++++ DATA PROVIDED
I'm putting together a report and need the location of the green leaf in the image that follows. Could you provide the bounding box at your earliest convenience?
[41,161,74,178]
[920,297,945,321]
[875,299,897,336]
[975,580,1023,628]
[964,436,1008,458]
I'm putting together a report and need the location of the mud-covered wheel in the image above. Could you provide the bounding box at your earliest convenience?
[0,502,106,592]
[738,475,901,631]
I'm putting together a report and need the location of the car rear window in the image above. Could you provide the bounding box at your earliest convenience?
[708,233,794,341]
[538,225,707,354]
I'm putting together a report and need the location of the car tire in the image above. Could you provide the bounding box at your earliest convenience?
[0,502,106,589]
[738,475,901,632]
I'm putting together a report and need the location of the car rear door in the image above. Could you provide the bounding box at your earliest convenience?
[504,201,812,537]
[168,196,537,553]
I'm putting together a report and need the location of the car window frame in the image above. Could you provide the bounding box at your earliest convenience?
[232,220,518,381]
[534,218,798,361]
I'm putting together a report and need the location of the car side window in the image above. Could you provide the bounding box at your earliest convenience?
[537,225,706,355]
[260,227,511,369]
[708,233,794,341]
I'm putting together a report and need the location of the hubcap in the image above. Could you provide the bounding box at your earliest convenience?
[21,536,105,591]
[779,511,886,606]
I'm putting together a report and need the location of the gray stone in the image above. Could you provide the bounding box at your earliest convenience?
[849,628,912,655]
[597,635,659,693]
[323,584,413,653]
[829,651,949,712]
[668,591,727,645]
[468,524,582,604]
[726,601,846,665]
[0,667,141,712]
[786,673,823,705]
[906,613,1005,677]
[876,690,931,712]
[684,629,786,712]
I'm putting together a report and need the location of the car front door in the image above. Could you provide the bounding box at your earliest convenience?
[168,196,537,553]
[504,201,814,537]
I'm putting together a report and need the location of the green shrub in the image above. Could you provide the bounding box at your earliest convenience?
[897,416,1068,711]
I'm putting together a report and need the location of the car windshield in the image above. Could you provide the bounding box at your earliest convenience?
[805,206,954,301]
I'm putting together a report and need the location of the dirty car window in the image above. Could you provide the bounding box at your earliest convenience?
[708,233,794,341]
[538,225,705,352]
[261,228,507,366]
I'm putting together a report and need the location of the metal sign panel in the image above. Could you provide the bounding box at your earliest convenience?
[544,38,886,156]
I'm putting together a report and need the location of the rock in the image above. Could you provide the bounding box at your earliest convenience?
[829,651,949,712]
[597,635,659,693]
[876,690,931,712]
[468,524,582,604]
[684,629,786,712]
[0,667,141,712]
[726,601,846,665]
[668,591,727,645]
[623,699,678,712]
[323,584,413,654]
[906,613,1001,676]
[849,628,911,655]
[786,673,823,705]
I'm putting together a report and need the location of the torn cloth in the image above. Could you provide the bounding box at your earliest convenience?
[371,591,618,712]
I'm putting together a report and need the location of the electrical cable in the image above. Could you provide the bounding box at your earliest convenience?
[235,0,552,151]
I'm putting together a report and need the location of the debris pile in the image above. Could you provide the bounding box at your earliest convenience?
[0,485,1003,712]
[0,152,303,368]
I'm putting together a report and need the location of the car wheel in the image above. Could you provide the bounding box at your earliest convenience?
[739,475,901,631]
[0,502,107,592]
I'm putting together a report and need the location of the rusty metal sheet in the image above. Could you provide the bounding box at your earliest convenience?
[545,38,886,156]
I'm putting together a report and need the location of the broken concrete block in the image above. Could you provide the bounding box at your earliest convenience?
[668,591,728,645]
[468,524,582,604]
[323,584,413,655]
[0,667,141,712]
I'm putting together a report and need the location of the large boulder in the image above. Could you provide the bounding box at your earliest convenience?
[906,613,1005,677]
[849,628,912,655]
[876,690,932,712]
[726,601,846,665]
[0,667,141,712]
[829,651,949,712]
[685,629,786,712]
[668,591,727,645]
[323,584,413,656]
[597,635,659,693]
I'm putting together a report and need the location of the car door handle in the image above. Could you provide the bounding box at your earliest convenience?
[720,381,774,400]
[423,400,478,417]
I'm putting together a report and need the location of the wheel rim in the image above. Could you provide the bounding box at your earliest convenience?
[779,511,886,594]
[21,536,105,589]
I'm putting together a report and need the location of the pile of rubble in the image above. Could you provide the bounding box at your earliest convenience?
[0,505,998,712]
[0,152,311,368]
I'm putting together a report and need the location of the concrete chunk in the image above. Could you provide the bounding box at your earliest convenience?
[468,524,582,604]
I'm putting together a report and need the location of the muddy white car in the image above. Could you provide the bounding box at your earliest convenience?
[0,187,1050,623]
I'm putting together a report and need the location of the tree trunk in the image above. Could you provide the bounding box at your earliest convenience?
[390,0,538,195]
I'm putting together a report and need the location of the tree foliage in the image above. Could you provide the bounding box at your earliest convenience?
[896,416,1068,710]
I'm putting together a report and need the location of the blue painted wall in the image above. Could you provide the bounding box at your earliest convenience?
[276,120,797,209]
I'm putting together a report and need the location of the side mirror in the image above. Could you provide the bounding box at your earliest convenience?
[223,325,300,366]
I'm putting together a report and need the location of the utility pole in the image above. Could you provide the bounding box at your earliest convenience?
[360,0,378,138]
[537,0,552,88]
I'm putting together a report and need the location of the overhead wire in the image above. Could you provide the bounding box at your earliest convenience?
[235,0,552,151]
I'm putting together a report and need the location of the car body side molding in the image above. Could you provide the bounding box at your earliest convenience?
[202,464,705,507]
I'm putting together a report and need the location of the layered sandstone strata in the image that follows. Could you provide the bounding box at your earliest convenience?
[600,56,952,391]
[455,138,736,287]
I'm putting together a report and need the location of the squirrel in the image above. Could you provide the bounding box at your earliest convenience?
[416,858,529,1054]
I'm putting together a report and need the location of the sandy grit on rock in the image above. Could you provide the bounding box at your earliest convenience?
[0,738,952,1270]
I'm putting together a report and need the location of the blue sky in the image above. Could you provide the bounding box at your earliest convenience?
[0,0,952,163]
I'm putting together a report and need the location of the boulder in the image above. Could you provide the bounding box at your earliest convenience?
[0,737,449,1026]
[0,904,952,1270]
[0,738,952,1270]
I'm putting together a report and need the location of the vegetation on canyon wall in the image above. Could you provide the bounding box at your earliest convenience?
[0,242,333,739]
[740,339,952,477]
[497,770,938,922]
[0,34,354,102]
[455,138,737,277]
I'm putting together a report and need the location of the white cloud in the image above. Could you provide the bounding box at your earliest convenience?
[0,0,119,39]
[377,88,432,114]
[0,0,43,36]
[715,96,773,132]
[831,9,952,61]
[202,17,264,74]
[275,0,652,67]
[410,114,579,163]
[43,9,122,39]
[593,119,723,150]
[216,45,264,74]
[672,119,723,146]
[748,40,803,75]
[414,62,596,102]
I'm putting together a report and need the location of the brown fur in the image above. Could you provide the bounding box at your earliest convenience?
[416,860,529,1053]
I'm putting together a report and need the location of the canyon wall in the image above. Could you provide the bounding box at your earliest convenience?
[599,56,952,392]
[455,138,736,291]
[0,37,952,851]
++++++++
▸ **WHAT NEEDS TO BE DONE**
Update the data above so that each "report" reads "summary", keeping every other character unchanged.

▸ **ANSWER TO THIS TASK**
I'm putting together a summary and need the location of the green leaf in the image that follows. Could you provide the bounding box at your earliest convenience?
[41,161,74,178]
[920,297,945,321]
[875,299,897,336]
[975,580,1023,628]
[964,436,1008,458]
I'm putting together a summary and need the location of the mud-covered wheel in the image above. Could you provide the bounding box at your earliest convenience?
[0,502,106,592]
[738,475,901,631]
I'm putting together a summary and need the location of the car rear window in the image above. Could you provide the bounding box at your earliest convenience?
[708,233,794,341]
[538,225,707,354]
I'm putting together a summary and need the location of the car tire in the image above. Could you provide the bounding box at your earliest convenience?
[0,502,106,589]
[738,475,901,632]
I'm putting together a summary and need the location of the car rear door in the image above. Could you provide the bounding box at your earliest convenience?
[504,201,812,537]
[168,196,537,553]
I'm putting together a summary and need the location of the car window frame in the image above. Could you provide the bounding box at your earliest convenience?
[232,220,518,381]
[534,218,798,361]
I'm putting together a summary and need the location of the car side window in the image above. Could you provide the bounding box at your earliest convenience?
[537,225,706,355]
[260,227,511,369]
[708,233,794,341]
I'm putting together a summary and need the location of the hubcap in the image above. Could you provide the bounding box at your earliest convenience?
[21,536,105,591]
[779,511,886,606]
I'm putting together a summary and need the location of the gray stone in the image above. Could you provide the bounding box at your earliest convenience?
[849,628,912,655]
[597,635,659,693]
[323,584,413,653]
[829,651,949,712]
[668,591,727,645]
[468,524,582,604]
[726,601,846,665]
[0,667,141,712]
[786,673,823,705]
[906,613,1005,677]
[876,690,931,712]
[684,629,786,712]
I'm putting together a summary and need the location of the car front door in the image above. Could you provide the bounding box at your earliest convenience?
[168,196,537,553]
[504,201,814,537]
I'm putting together a summary and need the location of the green shrub in the image above. Could you provide the bounding box at your earliest convenience?
[897,416,1068,711]
I'm putting together a summary and need the location of the car windshield in the image above. Could you provide the bounding box at your earliest convenience?
[805,206,954,301]
I'm putting together a summary and need the location of the dirty car window in the image above. Could you provide the bounding box at your earliest convenience?
[708,233,794,341]
[538,225,705,352]
[261,228,507,366]
I'm putting together a summary and need the location of the metal sign panel in the image above. Could you provide the bounding box at your earliest convenience?
[544,38,886,156]
I'm putting together a summary and need the location of the rock in the image above. Could you provide the bounding box at your earliest convenience?
[829,651,949,712]
[597,635,659,693]
[876,690,931,712]
[468,524,582,604]
[684,629,786,712]
[0,667,141,712]
[726,601,846,665]
[668,591,727,645]
[623,699,678,712]
[323,584,413,654]
[906,613,1001,676]
[849,628,911,655]
[786,673,823,705]
I'm putting together a summary and need the location of the torn cloth in the image above. Could you provide the bounding box at your earliest convenience?
[371,591,618,712]
I'm putting together a summary and need the location of the electrical cable in the image above. Could you provide the bounding box at your earliest convenience?
[235,0,552,151]
I'm putting together a summary and need the location of the debris pile in the image above. Could you provide the bounding box at your earliest convenience?
[0,485,1003,712]
[0,152,303,368]
I'm putting together a summary and need the location of the car wheel in the image above. Could you provide the bounding box at your earliest convenience?
[739,475,901,631]
[0,502,107,592]
I'm putting together a summary and need the location of the rusty metal sheet in the image above. Could you provide the bounding box at your earliest convenience?
[545,38,886,156]
I'm putting together a summary and need the location of the broken concrete block in the image above. Could you provide the bounding box at your earliest convenience?
[668,591,728,645]
[468,524,582,604]
[323,584,413,655]
[0,667,141,712]
I'm putting together a summary and need the location of the large boulder in the image above. Could you provide the bounding box at your earliest convenience?
[906,613,1005,677]
[849,628,912,655]
[876,690,932,712]
[726,601,846,665]
[0,667,141,712]
[829,651,949,712]
[685,629,786,712]
[668,591,727,645]
[323,584,413,656]
[597,635,659,693]
I'm putting together a summary and need the location of the car door handle in the image above. Could you provide the bounding box at your earliest convenience?
[720,381,774,400]
[423,400,478,417]
I'm putting together a summary and need the location of the wheel rim in the image above. Could you provide the bounding box at your earliest convenience?
[779,511,886,594]
[21,536,105,589]
I'm putting together a summary and need the location of the pile of rubble in the image above. Could you provide the bounding box at your earliest convenience?
[0,505,998,712]
[0,152,311,368]
I'm putting together a summary and need the location of the concrete chunk in the image above. Could you provide the bounding box at your earliest convenience?
[468,524,582,604]
I'm putting together a summary and need the location of the muddy white car in the image above. Could you provide the bounding box at your earliest convenience?
[0,187,1050,623]
I'm putting together a summary and need the location of the tree trunk in the image above. Could you provide the bounding box at your earliest convenience?
[390,0,538,195]
I'm putting together a summary and need the location of the tree foliage in the image above. Could you provide the bounding box at your earliest convenience?
[896,416,1068,710]
I'm putting together a summary and need the location of the blue painted wall in the image above. Could you provide the bounding box at your earliest convenience?
[276,120,797,209]
I'm putting together a summary and need the location of the side mirror in the image above. Could you provide the bounding box at your earliest convenience?
[223,325,300,366]
I'm putting together a summary and need the location of the utility pole in the image above. Could you provide the bounding box at your earliest convenience?
[360,0,378,138]
[537,0,552,88]
I'm putting together a summary and need the location of the overhead wire in the image above. Could you provide the bounding box at your earliest convenience?
[235,0,552,151]
I'm putting together a summary and need the location of the car body side molding in the image above. Could you provide the bounding box at your earliest convenience?
[202,464,705,507]
I'm putting together a summary and need the location of the layered sandstone strata in the image that follows. Could you provide the bounding box at your earliest convenience?
[600,56,952,391]
[455,138,736,287]
I'm putting together a summary and need the location of the squirrel in the image above. Could you provide the bounding box at your earliest convenience?
[416,858,529,1054]
I'm putting together a summary and need the location of the sandy grit on rock in the image above. Could you provide the bounding box at your earliest convenience?
[0,738,952,1270]
I'm putting together a summary and need the location of the blue sky in the image above. Could you provide the bounding box at your earliest convenience?
[0,0,952,163]
I'm putting together a summary and need the location of the boulder in the image above. Could you provide the bounding box at your earliest convenience?
[0,737,449,1026]
[0,904,952,1270]
[0,738,952,1270]
I'm putting together a summary and need the location of the vegetation on canyon wall in the image above. Could you provide the bounding box at your earliest convenience?
[0,242,333,739]
[740,339,952,477]
[497,770,938,922]
[0,34,354,102]
[455,138,737,277]
I'm putting together a summary and need the location of the white cloud in the image above. Could you provide the bounding box at your earliest convenience?
[0,0,119,39]
[377,88,432,114]
[0,0,43,36]
[715,96,773,132]
[831,9,952,61]
[202,17,264,74]
[275,0,652,67]
[410,114,579,163]
[43,9,122,39]
[593,119,723,150]
[216,45,264,74]
[672,119,723,146]
[748,40,803,75]
[414,62,596,102]
I'm putting together a summary and need the location of the brown fur in the image above. Could you provide the bounding box at your earliest convenience?
[416,860,529,1053]
I'm putting together a summary and need the location of the canyon wall in the image above. Could you provide the bounding box at your earliest convenience?
[599,56,952,392]
[455,138,736,291]
[0,37,952,851]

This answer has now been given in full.